■ **Task goal**: Repeat the data exactly, leaving out any image.

■ **Referring expression pointing data**:
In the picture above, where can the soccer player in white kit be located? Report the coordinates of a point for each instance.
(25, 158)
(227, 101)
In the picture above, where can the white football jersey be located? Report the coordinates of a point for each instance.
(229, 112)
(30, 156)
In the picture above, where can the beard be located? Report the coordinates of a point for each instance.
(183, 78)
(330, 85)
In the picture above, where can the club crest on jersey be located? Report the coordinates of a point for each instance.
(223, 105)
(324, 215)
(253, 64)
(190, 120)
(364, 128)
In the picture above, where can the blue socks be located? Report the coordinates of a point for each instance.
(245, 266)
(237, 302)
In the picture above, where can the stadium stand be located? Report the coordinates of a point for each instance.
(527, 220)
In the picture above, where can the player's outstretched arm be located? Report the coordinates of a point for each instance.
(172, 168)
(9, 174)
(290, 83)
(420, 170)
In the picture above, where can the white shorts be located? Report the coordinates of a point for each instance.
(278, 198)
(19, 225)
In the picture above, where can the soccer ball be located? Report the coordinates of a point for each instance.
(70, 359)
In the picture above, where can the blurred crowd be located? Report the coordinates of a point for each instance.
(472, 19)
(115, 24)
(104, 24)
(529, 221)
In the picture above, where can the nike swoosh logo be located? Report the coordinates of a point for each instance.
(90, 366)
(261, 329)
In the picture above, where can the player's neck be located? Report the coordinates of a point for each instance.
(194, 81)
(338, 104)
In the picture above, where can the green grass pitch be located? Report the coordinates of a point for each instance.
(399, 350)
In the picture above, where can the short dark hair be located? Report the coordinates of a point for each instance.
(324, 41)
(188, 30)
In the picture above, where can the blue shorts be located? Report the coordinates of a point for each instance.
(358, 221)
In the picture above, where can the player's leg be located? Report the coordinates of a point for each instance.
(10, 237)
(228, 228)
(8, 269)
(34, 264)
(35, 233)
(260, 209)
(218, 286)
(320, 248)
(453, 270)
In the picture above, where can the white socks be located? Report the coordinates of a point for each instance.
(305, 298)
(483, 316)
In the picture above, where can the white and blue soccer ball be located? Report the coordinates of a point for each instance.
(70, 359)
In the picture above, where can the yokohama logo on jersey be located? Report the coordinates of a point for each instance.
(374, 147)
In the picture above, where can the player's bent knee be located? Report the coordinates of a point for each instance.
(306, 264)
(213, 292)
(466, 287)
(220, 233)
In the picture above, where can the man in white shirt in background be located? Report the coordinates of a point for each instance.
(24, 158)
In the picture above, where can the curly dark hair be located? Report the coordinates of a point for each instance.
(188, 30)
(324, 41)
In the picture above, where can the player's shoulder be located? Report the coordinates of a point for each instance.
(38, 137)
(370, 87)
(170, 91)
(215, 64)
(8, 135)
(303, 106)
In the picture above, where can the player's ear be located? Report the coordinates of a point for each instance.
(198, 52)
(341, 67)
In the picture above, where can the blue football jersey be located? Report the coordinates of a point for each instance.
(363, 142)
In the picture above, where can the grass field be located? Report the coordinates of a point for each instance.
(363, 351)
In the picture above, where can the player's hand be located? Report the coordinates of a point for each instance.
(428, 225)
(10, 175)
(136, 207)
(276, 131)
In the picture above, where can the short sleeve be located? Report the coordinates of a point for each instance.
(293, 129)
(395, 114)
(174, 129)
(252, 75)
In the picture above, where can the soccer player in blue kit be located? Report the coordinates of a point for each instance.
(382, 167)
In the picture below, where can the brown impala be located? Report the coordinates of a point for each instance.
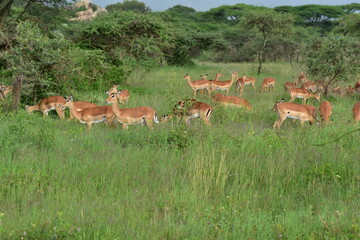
(91, 115)
(243, 81)
(124, 95)
(198, 84)
(223, 85)
(48, 104)
(231, 101)
(325, 110)
(130, 116)
(295, 111)
(302, 93)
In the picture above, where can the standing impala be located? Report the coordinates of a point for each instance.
(325, 111)
(302, 93)
(91, 115)
(295, 111)
(223, 85)
(198, 84)
(124, 95)
(189, 109)
(268, 83)
(243, 81)
(48, 104)
(130, 116)
(231, 101)
(356, 112)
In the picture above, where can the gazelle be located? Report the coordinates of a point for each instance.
(92, 115)
(189, 109)
(268, 83)
(124, 95)
(223, 85)
(48, 104)
(356, 112)
(231, 101)
(198, 84)
(81, 105)
(325, 110)
(294, 110)
(130, 116)
(302, 93)
(243, 81)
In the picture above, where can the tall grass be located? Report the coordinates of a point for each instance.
(235, 179)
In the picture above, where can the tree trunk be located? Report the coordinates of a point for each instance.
(17, 91)
(5, 6)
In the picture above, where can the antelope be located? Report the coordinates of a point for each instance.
(91, 115)
(325, 110)
(130, 116)
(268, 83)
(223, 85)
(189, 109)
(294, 110)
(81, 105)
(302, 93)
(243, 81)
(198, 84)
(231, 101)
(48, 104)
(356, 112)
(124, 95)
(310, 86)
(5, 90)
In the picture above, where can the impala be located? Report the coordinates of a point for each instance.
(80, 105)
(48, 104)
(356, 112)
(325, 111)
(124, 95)
(295, 111)
(243, 81)
(198, 84)
(223, 85)
(268, 83)
(302, 93)
(231, 101)
(189, 109)
(130, 116)
(91, 115)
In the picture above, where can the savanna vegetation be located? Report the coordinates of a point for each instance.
(237, 178)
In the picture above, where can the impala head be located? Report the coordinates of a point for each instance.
(278, 103)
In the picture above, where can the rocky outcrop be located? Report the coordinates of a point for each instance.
(89, 13)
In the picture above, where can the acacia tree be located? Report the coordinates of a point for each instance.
(334, 58)
(265, 24)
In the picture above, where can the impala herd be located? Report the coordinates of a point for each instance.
(187, 109)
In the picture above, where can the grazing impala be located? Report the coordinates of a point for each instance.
(325, 111)
(92, 115)
(123, 97)
(356, 112)
(302, 93)
(268, 83)
(243, 81)
(223, 85)
(48, 104)
(190, 108)
(198, 84)
(130, 116)
(231, 101)
(79, 106)
(295, 111)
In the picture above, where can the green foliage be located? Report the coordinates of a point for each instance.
(334, 58)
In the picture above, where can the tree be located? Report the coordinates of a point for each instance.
(334, 58)
(266, 23)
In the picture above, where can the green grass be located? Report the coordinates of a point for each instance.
(235, 179)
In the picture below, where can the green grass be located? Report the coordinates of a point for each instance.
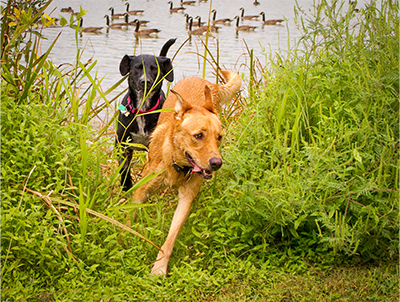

■ **Task response**:
In the picture above, where can the soccer player in white kit be located? Report the coordinates of a point for each instance.
(25, 158)
(227, 101)
In the picture above, where can the white football jersey be located? Report the coordinates of a point for each instance.
(229, 112)
(30, 156)
In the picture above, where can the beard be located? Report the coordinates of a point for each instance.
(183, 78)
(330, 85)
In the picture above, where can the club crest on jersey be located? Report the coordinates of a point for each instance.
(223, 105)
(324, 215)
(253, 64)
(190, 120)
(364, 128)
In the picture above, where can the blue socks be located? Report the coordinates of a point for each instance.
(245, 266)
(237, 302)
In the picture above, where can the stadium stand be located? Report the coordinates of a point for each instance.
(527, 220)
In the picture above, where can the player's outstretched arm be located? Report the coordinates of a point for each instance.
(172, 168)
(9, 174)
(290, 83)
(420, 170)
In the picture above, where can the white shorts be located? Report the coordinates of a point for each instance.
(278, 198)
(19, 225)
In the picture above, where can the soccer ball be located? Report the coordinates of a point for each instance.
(70, 359)
In the picture above, where can the blurred crowd be located? Report the coordinates of a point for each instance.
(472, 19)
(115, 24)
(104, 24)
(529, 221)
In the picture above, where can the nike swoosh logo be located? Report the coordinates of a point for each instance.
(90, 366)
(261, 329)
In the picture above, where can the player's neck be located? Report the coordinates of a point for each instance.
(194, 81)
(338, 104)
In the picture above, where can the green grass pitch be located? Report the coordinates of a point for each instance.
(399, 350)
In the picture above, where can the short dark hair be located? Report the coordinates of a point for each instance.
(324, 41)
(188, 30)
In the picture above, where can the blue shorts be located? Report the coordinates of a point for each instance.
(358, 221)
In the picture above, where can the player's leg be located? Report the coordinates of a point for each instance.
(10, 237)
(228, 228)
(8, 269)
(34, 264)
(35, 233)
(260, 209)
(218, 286)
(320, 248)
(453, 270)
In the picture above, where can the white socks be located? Report the coordinates of a point for each instance.
(305, 298)
(483, 316)
In the picture above, where can the white and blue soccer ball be located? Report the coordinates of a point for each instance.
(70, 359)
In the picture above, where can the yokohama logo on jersey be located? Report the coordinates of a point for each instance.
(374, 147)
In the picture above, where can the player's bent knee be located? Report the coordinates of a point for each instance.
(306, 264)
(213, 292)
(466, 287)
(220, 233)
In the picture above, where can the man in white shirt in background be located? Report the coordinates of a point for each instance.
(24, 158)
In the picture above, where can the curly dark hair be located? Report the coordinates of a point for each instance.
(188, 30)
(324, 41)
In the picture above, where can the player's shoulder be located? Report the coordinates of a point for each instance.
(38, 137)
(370, 87)
(170, 91)
(215, 64)
(8, 135)
(303, 106)
In the picture above, where can the player's ear be located? Report the coordinates of a point for each instance.
(198, 52)
(341, 67)
In the picture above, where can the blue football jersey be located? Report the coordinates of a point for each instance.
(363, 142)
In the picture above, where can the grass field be located? Report the coordinates of a point for each instance.
(363, 351)
In the picture above, where can the player's hand be located? Report the coordinates of a point for each instance.
(428, 225)
(10, 175)
(136, 207)
(276, 131)
In the picture above, where can the short sleeve be located? Report the coordinates of a point for each instance.
(293, 129)
(395, 114)
(174, 129)
(252, 75)
In the picture above, where can the soccer player in blue kit be located? Report the coordinates of a point for each instance.
(382, 167)
In the picture below, where can the brown impala be located? Report the coordinates of a point for each instance.
(91, 115)
(243, 81)
(124, 95)
(198, 84)
(223, 85)
(48, 104)
(231, 101)
(325, 110)
(130, 116)
(295, 111)
(302, 93)
In the picture above, where can the standing impala be located? Report the coordinates of a point for each instance.
(325, 111)
(302, 93)
(91, 115)
(295, 111)
(223, 85)
(198, 84)
(124, 95)
(189, 109)
(268, 83)
(243, 81)
(48, 104)
(130, 116)
(231, 101)
(356, 112)
In the picture above, where can the gazelle be located? Report the coordinates of a point for each instance.
(92, 115)
(189, 109)
(268, 83)
(124, 95)
(223, 85)
(48, 104)
(356, 112)
(231, 101)
(198, 84)
(81, 105)
(325, 110)
(294, 110)
(130, 116)
(302, 93)
(243, 81)
In the picture above, where can the tall grass be located? Report the coordinates of a point for each instance.
(235, 179)
In the picture above, where can the tree trunk be located? Report the coordinates of a point for each instance.
(17, 91)
(5, 6)
In the picture above, where can the antelope be located? Report the coordinates of a point for each instance.
(91, 115)
(325, 110)
(130, 116)
(268, 83)
(223, 85)
(189, 109)
(294, 110)
(81, 105)
(302, 93)
(243, 81)
(198, 84)
(231, 101)
(48, 104)
(356, 112)
(124, 95)
(310, 86)
(5, 90)
In the picture above, where can the impala be located? Report the coordinates of a point for each instance.
(80, 105)
(48, 104)
(356, 112)
(325, 111)
(124, 95)
(295, 111)
(243, 81)
(198, 84)
(223, 85)
(268, 83)
(302, 93)
(231, 101)
(189, 109)
(130, 116)
(91, 115)
In the picture above, where can the savanna vegetation be located? Report the coordinates of a point for each instance.
(237, 178)
In the picture above, where can the impala head be located? Report the coordinates of a point for each instance.
(278, 103)
In the picture above, where can the rocky outcrop be located? Report the coordinates of a point for each instance.
(89, 13)
In the picture above, where can the acacia tree be located? Report the coordinates of a point for each instance.
(334, 58)
(265, 24)
In the picture above, where can the impala herd be located? Report the coordinates of a point for each instance.
(187, 109)
In the picture above, where can the grazing impala be located? Report the coordinates of a point for each instance.
(325, 111)
(92, 115)
(123, 97)
(356, 112)
(302, 93)
(268, 83)
(243, 81)
(223, 85)
(48, 104)
(190, 108)
(198, 84)
(130, 116)
(231, 101)
(79, 106)
(295, 111)
In the picture above, where can the green foliage be located? Report the coordinates of a point for each instance.
(334, 58)
In the picture above, where can the tree be located? Report the coordinates of a point for each instance.
(334, 58)
(266, 23)
In the picture above, where can the green grass be located? Report the coordinates of a point for each instance.
(235, 179)
In the picture below, where can the green grass be located? Report the coordinates of a point for each instance.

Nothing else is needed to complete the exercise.